— Start of Entries provided —
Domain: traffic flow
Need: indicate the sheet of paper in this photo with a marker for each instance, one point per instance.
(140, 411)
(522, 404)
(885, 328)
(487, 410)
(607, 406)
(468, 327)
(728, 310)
— End of Entries provided —
### Your instructions:
Swap every "marker" in the listing for "dot" and reproduce the listing with nothing else altered.

### Response below:
Domain: traffic flow
Need: indicate the sheet of paper in this photo with a dot for each instance, one point per instance.
(140, 411)
(522, 404)
(885, 328)
(487, 410)
(607, 406)
(468, 327)
(728, 310)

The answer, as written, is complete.